**Compito breve 1**
Partendo dalla riga con "job: give the outline of every instance of the cluster" e proseguendo fino alla fine dell'elenco, riscrivi tutte quelle righe dell'elenco, richieste comprese, traslando di 37 ogni coordinata dei vertici nelle risposte.

Los Angeles, 28 gennaio 1985.
Tra le luci dei lampioni e l’asfalto umido un insolito calpestio trapuntato di sorrisi, concitazione e qualche pailette anima il freddo della sera. All’entrata dello stabile verso cui tutti si dirigono è affisso un cartello con scritto “Per favore, lascia il tuo ego fuori di qui”. Dietro quella porta ci sono gli Hollywood’s A&M Studios, in cui si stanno radunando alcuni dei maggiori protagonisti della scena musicale statunitense. Questo il fotogramma d’apertura di una notte che si rivelerà una pietra miliare nella storia della musica: le ugole si scaldano per registrare We are the World, il più grandioso charity project di sempre.
L’album che ne derivò nell’aprile 1985 può essere paragonato a un prisma capace di restituirci frammentate in mille sfaccettature vicende e cambiamenti che hanno contrassegnato gli anni ’80; proprio quest' abbondanza di chiavi interpretative consente di sorvolare sulla funzione ancillare in esso riservata alla musica, con buona pace dei puristi che vorrebbero l’arte come ricerca della bellezza fine a se stessa.

**Dati grezzi**

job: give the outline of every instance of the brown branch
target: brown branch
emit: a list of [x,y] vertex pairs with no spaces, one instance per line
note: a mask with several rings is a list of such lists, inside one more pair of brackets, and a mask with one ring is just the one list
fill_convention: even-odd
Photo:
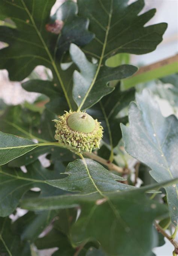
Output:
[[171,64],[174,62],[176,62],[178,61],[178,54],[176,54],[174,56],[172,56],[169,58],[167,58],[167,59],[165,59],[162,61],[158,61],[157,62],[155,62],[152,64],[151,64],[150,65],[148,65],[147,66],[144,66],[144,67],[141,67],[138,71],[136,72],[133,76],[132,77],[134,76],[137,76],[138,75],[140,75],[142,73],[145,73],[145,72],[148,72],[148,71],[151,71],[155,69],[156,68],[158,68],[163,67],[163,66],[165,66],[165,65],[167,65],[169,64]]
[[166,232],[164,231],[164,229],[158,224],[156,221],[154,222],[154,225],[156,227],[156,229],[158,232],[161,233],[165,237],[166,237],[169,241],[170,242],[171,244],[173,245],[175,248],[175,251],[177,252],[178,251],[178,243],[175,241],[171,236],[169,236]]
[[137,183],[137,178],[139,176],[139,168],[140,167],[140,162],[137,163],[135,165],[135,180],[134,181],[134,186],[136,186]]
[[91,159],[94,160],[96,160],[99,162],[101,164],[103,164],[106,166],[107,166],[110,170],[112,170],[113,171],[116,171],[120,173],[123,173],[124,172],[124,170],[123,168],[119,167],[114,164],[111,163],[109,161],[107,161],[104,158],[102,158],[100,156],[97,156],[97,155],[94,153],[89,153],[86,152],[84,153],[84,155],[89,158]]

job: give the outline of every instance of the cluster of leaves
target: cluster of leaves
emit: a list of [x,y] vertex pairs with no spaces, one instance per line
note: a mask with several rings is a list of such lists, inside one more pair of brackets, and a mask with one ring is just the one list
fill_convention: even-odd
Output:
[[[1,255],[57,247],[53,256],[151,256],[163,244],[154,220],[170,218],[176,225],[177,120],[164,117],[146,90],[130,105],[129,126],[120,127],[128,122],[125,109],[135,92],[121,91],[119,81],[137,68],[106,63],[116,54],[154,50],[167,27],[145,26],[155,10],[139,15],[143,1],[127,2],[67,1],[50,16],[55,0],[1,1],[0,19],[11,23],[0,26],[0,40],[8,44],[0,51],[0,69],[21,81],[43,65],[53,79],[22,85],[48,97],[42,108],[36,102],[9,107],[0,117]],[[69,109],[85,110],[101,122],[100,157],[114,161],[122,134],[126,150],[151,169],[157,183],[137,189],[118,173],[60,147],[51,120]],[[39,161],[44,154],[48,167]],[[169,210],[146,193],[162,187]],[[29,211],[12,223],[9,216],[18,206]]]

**Compito breve 2**
Indica se queste affermazioni concordano con il testo su We are the World, rispondendo sì o no e citando le parole decisive: (a) La registrazione si svolse negli Hollywood’s A&M Studios. (b) L’album uscì nel gennaio 1985. (c) Il cartello all’entrata invitava a lasciare l’ego fuori.

**Risposta 1**
job: give the outline of every instance of the cluster of leaves
target: cluster of leaves
emit: a list of [x,y] vertex pairs with no spaces, one instance per line
note: a mask with several rings is a list of such lists, inside one more pair of brackets, and a mask with one ring is just the one list
fill_convention: even-odd
Output:
[[[38,292],[94,284],[90,293],[188,293],[200,281],[191,257],[207,255],[213,262],[214,157],[201,154],[183,127],[167,142],[166,163],[157,164],[165,159],[162,146],[172,129],[158,128],[156,118],[174,105],[143,100],[153,91],[191,87],[204,64],[182,63],[192,47],[176,52],[180,38],[164,39],[104,38],[87,53],[92,37],[38,38],[37,56],[48,60],[37,63],[37,77],[45,81],[37,88],[37,106],[58,118],[80,102],[90,116],[59,122],[85,134],[79,145],[73,139],[46,144],[37,154]],[[106,146],[122,147],[138,159],[137,194],[151,198],[159,171],[163,187],[188,206],[194,220],[174,226],[155,210],[97,184],[88,157]],[[76,198],[81,191],[85,204]],[[206,247],[183,230],[199,224]],[[66,248],[49,260],[46,253],[55,243]]]

**Risposta 2**
(a) Sì: «Dietro quella porta ci sono gli Hollywood’s A&M Studios, in cui si stanno radunando alcuni dei maggiori protagonisti della scena musicale statunitense.»
(b) No: «L’album che ne derivò nell’aprile 1985»
(c) Sì: «è affisso un cartello con scritto “Per favore, lascia il tuo ego fuori di qui”»